SELECTED EXTRACT
• • • •

Getting Started with Reactive Streams

Over the years, application architecture has evolved. Businesses increasingly need to build systems that remain responsive and can scale when required. Systems should also be maintainable and quickly releasable. In accordance with these needs, we have started to build applications as loosely coupled services. We no longer build a system as one big application. Instead, we split systems into multiple independent, autonomous services. The objective for such services is to do one thing, and do it well.

In this chapter, we will discuss concerns associated with building such services. We will also look at how to address those concerns.

 

Technical requirements

 

Reactive architecture

When we start to build microservice architecture, we try to involve different services to deliver business solutions. We often build services as traditional API models, where each of the services can interact with other services. This is referred to as distributed architecture. If a distributed architecture is designed incorrectly, performance issues surface very quickly. It can be difficult to have numerous distributed services that work concurrently to deliver the intended performance. Companies that offer services requiring large data exchange (such as Netflix, Amazon, or Lightbend) have therefore seen a need for alternative paradigms, which can be used for systems with the following characteristics:

  • Consisting of very loosely coupled components
  • Responding to user inputs
  • Resilient to varying load conditions
  • Always available

In order to achieve the preceding characteristics, we need to build event-driven, modular services that communicate with each other by using notifications. In turn, we can respond to the system's flow of events. The modular services are more scalable, as we can add or remove service instances without halting the complete application. The complete architecture will be fault tolerant if we can isolate errors and take corrective actions. The preceding four characteristics are the basic principles of the Reactive Manifesto. The Reactive Manifesto states that each reactive system should consist of loosely coupled components that rely on asynchronous, message-driven architecture. They must remain responsive to user input and isolate failures to individual components. Replication must be done in order to respond to varying load conditions. The following is a diagram of the Reactive Manifesto:

The Reactive Manifesto describes a reactive system. It does not required that the system be based on reactive programming, or any other reactive library. We can build a message-driven, resilient, scalable, and responsive application without using a reactive library, but it is easier to build an application based on reactive libraries.

• • • •

RAW DATA

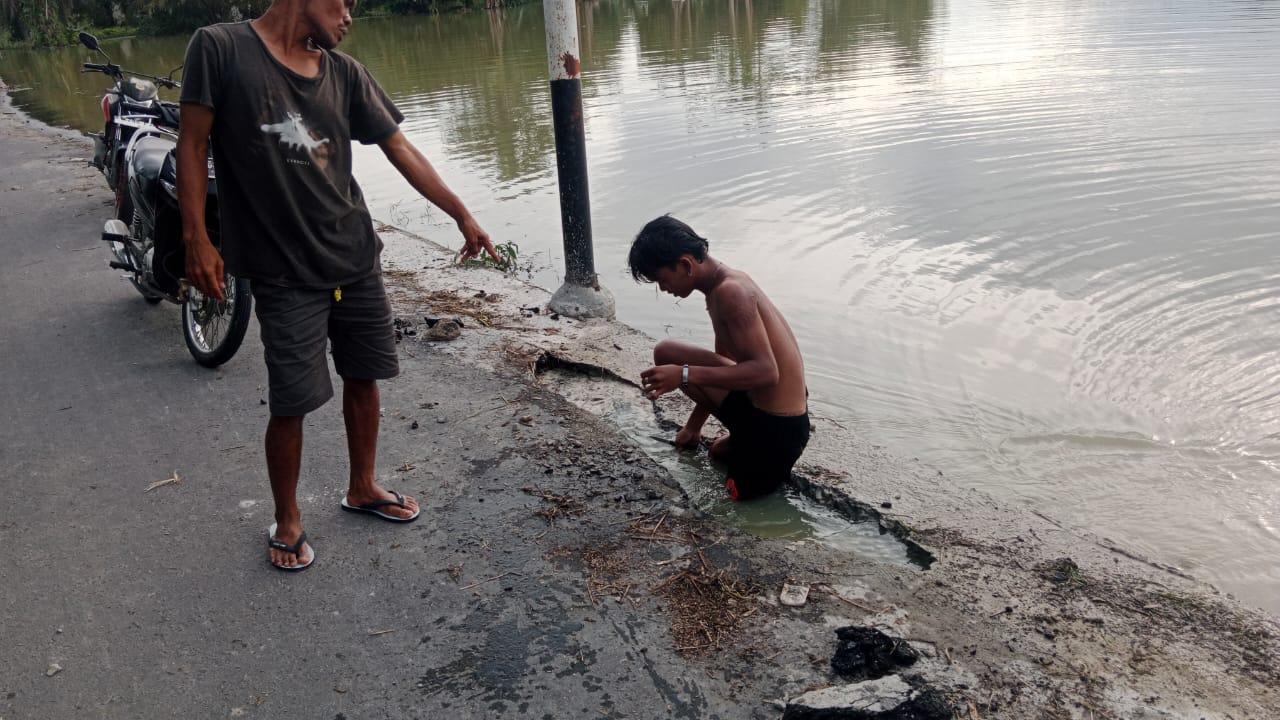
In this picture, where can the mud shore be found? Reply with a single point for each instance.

• • • •

GIVEN EXERCISE
Answer these questions from the reactive streams text above:
1. What is the stated objective for independent, autonomous services?
2. Which companies are named as offering services that require large data exchange?
3. Does the Reactive Manifesto require a system to be based on reactive programming?

SOLUTION TO THIS TASK
1. To do one thing, and do it well.
2. Netflix, Amazon, and Lightbend.
3. No. It does not require reactive programming or any other reactive library.